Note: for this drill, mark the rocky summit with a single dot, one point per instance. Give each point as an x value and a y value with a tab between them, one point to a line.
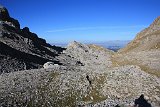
77	76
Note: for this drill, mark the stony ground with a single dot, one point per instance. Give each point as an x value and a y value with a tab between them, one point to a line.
67	85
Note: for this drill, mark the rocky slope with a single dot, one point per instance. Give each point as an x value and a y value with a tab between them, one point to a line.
87	75
143	51
67	84
21	49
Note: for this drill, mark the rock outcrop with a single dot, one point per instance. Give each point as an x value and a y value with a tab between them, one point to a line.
81	75
21	49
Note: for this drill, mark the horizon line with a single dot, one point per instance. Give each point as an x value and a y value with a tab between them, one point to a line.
93	28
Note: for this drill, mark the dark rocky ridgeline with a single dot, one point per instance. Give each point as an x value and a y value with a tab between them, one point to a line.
21	49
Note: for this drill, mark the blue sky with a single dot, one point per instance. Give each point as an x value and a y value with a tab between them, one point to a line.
84	20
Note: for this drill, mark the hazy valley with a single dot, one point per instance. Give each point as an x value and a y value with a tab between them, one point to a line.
34	73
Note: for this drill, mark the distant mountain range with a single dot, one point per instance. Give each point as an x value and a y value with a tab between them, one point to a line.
114	45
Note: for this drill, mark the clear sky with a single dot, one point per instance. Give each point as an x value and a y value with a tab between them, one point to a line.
84	20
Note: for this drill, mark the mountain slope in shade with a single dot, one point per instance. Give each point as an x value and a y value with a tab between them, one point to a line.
21	49
147	39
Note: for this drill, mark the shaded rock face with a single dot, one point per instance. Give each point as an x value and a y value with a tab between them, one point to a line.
4	16
147	39
81	75
21	49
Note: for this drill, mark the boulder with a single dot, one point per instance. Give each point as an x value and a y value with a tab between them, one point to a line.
49	65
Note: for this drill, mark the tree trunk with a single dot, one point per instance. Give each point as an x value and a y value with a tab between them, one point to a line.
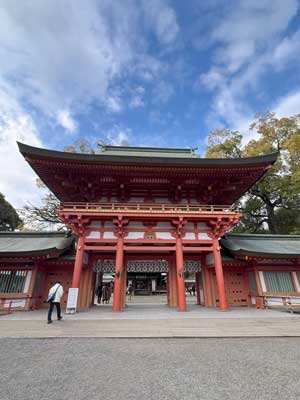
271	218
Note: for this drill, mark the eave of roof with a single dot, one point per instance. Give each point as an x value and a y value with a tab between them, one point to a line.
27	244
34	152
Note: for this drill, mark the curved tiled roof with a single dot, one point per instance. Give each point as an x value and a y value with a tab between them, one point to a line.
■ ■ ■ ■ ■
■ **Work instruction**:
Each entry should be output word for word, with no pictures carried over.

■ **Problem solution**:
Note: for this drill, mark the rocky summit with a single dot, one point per instance. Give each point as an x value and a y value with a tab between them, one point to a line.
77	76
Note: for this drill, mark the stony ground with a single dot, one point per instance. Give each point as an x value and a y value with a tab between them, one point to a line.
67	85
Note: for this drill, mark the rocky slope with a single dot, one point per instance. Give each point as an x value and a y value with a tab between them, one point to a line.
87	75
143	51
67	84
21	49
Note: for this drill, mark the rock outcrop with a single dot, one point per instance. Give each point as an x value and a y value with a tab between them, one point to a line.
81	75
21	49
Note: for this drill, mark the horizon line with a single dot, one point per instance. Give each point as an x value and a y value with a tab between them, one point to a line.
93	28
Note: for this drill, mark the dark rocky ridgeline with a single dot, one point per instance. Give each point as an x value and a y value with a tab between them, one point to a line.
21	49
Note: for this drill, mark the blue sky with a single dot, one point per instance. Give each point as an x value and a y value with a tab between them, one point to a line.
84	20
Note: for this drill, mark the hazy valley with a single dot, one point per instance. Give each point as an x value and a y value with a tab between them, one point to a line.
34	73
Note: for this drill, mark the distant mountain range with a single dot, one point per instance. Give each point as an x value and a y value with a tab between them, one point to a line.
114	45
Note: for this drill, mark the clear sky with a single dot, one point per instance. Give each point as an x value and a y value with a tab between them, one point to a line.
84	20
Note: for this drill, mark the mountain slope in shade with a single dot, one point per instance. Give each point as an x value and a y value with a tab between them, one point to a line.
21	49
147	39
Note: for this drill, mark the shaded rock face with a single dot, one point per instance. Give each point as an x value and a y value with a tab between them, one point to a line.
4	16
147	39
81	75
21	49
Note: for this drill, mark the boulder with a single dot, one point per instance. Give each point as an x value and a y value with a tab between them, one point to a line.
49	65
Note: for this drill, mark the tree trunk with a single dot, one point per instance. Give each point as an x value and a y value with a tab between them, one point to a line.
271	218
Note: for this drill, mark the eave of roof with a single dot, one point per instance. Give each point as an x value and a y value with a tab between them, one point to a line.
27	244
34	152
Note: for this drill, mark the curved tiled roof with a single dot, one point per instance. Give each point as an x value and a y value with a tab between them, one point to a line.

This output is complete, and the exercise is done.